Document section:
Content starts
Gasoline additives from sugar
Fuel additives such as isooctane have so far been produced from mineral oil. Commissioned by the French-German company Global Bioenergies, the Fraunhofer Center for Chemical-Biotechnological Processes CBP in Leuna will soon be producing biobased additives for gasoline. The source is bio-isobutene, which is obtained biotechnically from sugar.
In order to prevent the air-fuel mixture in the gasoline engine from self-igniting prematurely, additives are included with the fuel to increase the knock resistance. In a project funded by the German Federal Ministry of Education and Research (BMBF) the French-German company Global Bioenergies now aims to produce two such additives, isooctane and ETBE (ethyl-tert-butyl ether), for the first time from purely renewable ressources. The Fraunhofer Center for Chemical-Biotechnological Processes CBP in Leuna will develop and validate the processes for Global Bioenergies using the equipment available at CBP through to industrial scale.
The raw material for the biobased fuel additives is biobased isobutene, a hydrocarbon, from which plastics and elastomers can also be synthesized. From autumn 2016 it will be produced in a pre-industrial pilot plant, which Global Bioenergies have installed at Fraunhofer CBP over the past few months. The plant is the first worldwide to produce isobutene in a purely biotechnical process from sugars, which can be obtained from different renewable sources such as agricultural biomass and forestry residues. In a 5.000-liter fermenter bacteria convert such sugar into the gaseous hydrocarbon.
Content ends
Work order 1:
In the article on gasoline additives from sugar, which two additives does Global Bioenergies aim to produce from purely renewable resources?
Work order 2:
Please carry on the article on gasoline additives from sugar, picking up right after its last sentence.

Source material:
Content starts
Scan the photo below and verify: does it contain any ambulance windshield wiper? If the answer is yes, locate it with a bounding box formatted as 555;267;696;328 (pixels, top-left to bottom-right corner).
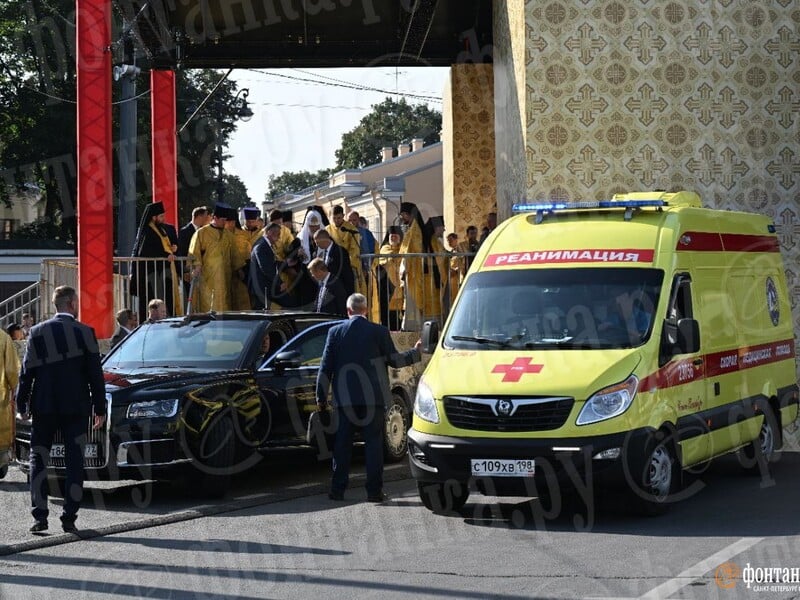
450;335;522;348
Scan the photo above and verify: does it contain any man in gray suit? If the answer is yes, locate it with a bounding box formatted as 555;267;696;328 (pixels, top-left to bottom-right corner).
317;294;422;502
16;285;106;533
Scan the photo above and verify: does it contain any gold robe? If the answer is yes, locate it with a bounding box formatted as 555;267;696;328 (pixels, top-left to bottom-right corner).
189;224;234;312
370;244;404;323
231;229;252;310
400;221;447;329
325;221;367;296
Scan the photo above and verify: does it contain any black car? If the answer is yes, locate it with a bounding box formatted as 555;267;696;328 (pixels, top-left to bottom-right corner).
16;311;416;495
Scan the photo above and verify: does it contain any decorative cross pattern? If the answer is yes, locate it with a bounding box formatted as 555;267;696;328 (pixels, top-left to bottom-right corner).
767;86;800;129
625;23;667;65
564;23;607;65
567;146;610;187
564;83;608;127
626;144;669;186
767;147;800;190
625;83;667;125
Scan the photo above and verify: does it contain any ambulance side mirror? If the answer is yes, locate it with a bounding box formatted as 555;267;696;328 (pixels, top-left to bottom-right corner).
678;319;700;354
422;321;439;354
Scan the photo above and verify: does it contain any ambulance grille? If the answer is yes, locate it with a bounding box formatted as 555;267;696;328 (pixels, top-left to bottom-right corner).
444;396;575;432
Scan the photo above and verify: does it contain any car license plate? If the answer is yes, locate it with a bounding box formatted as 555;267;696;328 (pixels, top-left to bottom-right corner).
50;444;97;458
470;458;535;477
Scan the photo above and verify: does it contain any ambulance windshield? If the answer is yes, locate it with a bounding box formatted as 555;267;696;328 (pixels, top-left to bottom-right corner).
444;268;664;350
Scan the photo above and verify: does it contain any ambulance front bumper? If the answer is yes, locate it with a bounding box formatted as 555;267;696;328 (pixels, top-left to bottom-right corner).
408;428;654;495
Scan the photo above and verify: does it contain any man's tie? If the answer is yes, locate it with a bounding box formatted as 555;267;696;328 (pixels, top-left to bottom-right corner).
317;281;325;312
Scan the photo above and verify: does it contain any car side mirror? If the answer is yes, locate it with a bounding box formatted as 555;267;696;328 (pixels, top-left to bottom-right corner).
678;319;700;354
422;321;439;354
272;350;301;370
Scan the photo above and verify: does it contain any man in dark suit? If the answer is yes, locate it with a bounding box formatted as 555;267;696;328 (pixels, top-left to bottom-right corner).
17;285;106;533
316;294;422;502
248;223;281;309
314;229;356;296
308;257;347;316
110;308;139;348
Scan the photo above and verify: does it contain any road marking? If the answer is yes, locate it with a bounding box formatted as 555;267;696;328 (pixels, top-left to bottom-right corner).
639;538;764;600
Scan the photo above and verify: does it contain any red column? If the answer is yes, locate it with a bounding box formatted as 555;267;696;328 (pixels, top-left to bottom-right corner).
150;71;181;228
75;0;114;338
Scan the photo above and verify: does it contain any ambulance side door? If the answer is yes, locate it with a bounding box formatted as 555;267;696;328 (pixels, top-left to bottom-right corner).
661;272;710;466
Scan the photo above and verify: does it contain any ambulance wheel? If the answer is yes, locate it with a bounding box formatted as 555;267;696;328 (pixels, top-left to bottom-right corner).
737;407;781;475
631;431;678;516
383;393;411;462
417;480;469;514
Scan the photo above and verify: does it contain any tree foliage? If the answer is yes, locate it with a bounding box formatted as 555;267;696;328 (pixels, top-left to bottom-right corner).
266;169;334;200
0;0;246;241
336;97;442;169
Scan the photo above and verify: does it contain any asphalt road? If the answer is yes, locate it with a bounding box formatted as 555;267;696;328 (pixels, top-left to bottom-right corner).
0;451;800;600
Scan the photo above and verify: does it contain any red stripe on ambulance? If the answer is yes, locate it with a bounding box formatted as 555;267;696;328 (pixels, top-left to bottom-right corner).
675;231;780;252
639;339;795;392
483;248;654;267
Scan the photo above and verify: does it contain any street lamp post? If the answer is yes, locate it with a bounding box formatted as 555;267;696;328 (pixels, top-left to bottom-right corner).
214;88;253;202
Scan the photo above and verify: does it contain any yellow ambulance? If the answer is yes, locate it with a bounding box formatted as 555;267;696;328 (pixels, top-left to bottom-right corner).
409;191;798;513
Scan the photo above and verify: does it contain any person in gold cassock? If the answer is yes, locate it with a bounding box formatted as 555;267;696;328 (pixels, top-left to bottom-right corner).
261;209;294;261
189;203;236;312
325;205;367;294
370;225;403;331
225;215;252;310
400;202;446;331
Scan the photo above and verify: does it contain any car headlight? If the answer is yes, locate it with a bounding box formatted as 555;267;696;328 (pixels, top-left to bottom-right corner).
128;398;180;419
414;380;439;423
575;375;639;425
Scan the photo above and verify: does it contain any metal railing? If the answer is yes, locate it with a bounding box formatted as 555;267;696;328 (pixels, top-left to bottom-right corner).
0;281;40;329
21;252;474;331
35;256;192;320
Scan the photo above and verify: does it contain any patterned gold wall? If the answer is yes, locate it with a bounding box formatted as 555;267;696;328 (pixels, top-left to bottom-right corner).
494;0;800;360
442;64;497;240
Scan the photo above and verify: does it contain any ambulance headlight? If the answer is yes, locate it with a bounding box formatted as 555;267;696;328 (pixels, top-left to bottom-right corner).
575;375;639;425
414;379;439;423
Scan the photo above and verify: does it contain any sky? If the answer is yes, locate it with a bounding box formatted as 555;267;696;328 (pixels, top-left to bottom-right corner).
224;67;450;206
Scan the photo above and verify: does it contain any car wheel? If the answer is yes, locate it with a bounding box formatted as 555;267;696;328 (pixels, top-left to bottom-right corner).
737;407;781;475
630;431;679;516
383;393;411;462
194;418;236;498
417;480;469;513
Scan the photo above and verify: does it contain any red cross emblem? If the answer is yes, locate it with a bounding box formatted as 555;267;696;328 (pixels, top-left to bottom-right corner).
492;356;544;382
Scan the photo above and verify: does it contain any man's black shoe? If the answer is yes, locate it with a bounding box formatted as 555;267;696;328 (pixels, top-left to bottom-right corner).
30;521;47;533
61;521;78;533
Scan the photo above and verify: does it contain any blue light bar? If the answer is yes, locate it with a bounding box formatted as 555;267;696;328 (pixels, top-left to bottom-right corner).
511;200;669;213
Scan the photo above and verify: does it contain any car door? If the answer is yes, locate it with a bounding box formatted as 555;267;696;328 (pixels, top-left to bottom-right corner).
256;321;337;441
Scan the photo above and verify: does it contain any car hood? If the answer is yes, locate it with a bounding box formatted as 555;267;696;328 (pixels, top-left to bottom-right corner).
424;349;641;398
103;367;247;393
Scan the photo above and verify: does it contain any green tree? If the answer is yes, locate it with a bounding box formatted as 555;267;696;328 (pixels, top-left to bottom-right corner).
0;0;248;241
220;173;252;209
336;97;442;169
265;169;334;200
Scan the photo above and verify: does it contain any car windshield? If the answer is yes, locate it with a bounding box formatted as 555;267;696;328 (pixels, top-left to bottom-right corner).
103;319;261;370
444;268;664;350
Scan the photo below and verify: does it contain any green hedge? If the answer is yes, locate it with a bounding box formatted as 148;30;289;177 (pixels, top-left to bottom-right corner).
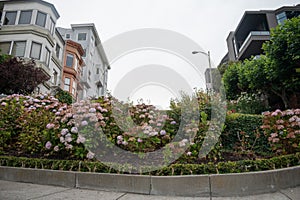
Content ends
Exercise output 1:
Isooctane and ETBE (ethyl-tert-butyl ether).

Exercise output 2:
Chemical conversion of isobutene to isooctane
In fact, isooctane has been synthesized from isobutene for years in the chemical industry. “The challenge is now to find out how the established chemical processes can be transferred to the biobased source material,” says Dr. Daniela Pufky-Heinrich, who is heading the project at Fraunhofer CBP. “Substances could enter the product, for example via the plant-based raw material and the biotechnical production process; these substances could act as a catalyst poison or interfere with the combustion process in the engine,” the chemist points out. That is why it is important to design all the separate steps in the process with a view to a cost-effective overall process, from the sugar by way of the biobased isobutene through to the fuel additive. “This means that we have to investigate every single parameter and, if necessary, modify each one, for example our purification strategy for the intermediates and the end product,” says Pufky-Heinrich.
Then it is a question of scaling up the optimized overall process from the lab via the technical testing stage to the pilot scale. “Parallel to this, we will supply sample quantities of approx. 100 kilograms for application testing in the automotive and fuel industry,” says Pufky-Heinrich.
The Fraunhofer researchers also intend to examine various procedures for the chemical production of ETBE, which is synthesized from biobased isobutene and ethanol. This gasoline additive is first produced from batches of the biotechnological isobutene production from the Global Bioenergies pilot plant in Pomacle, France.
The hydrothermal reactor units available in the Chemical Process Group at Fraunhofer CBP will be used for the chemical conversion; the thermal treatment units are used for the subsequent purification.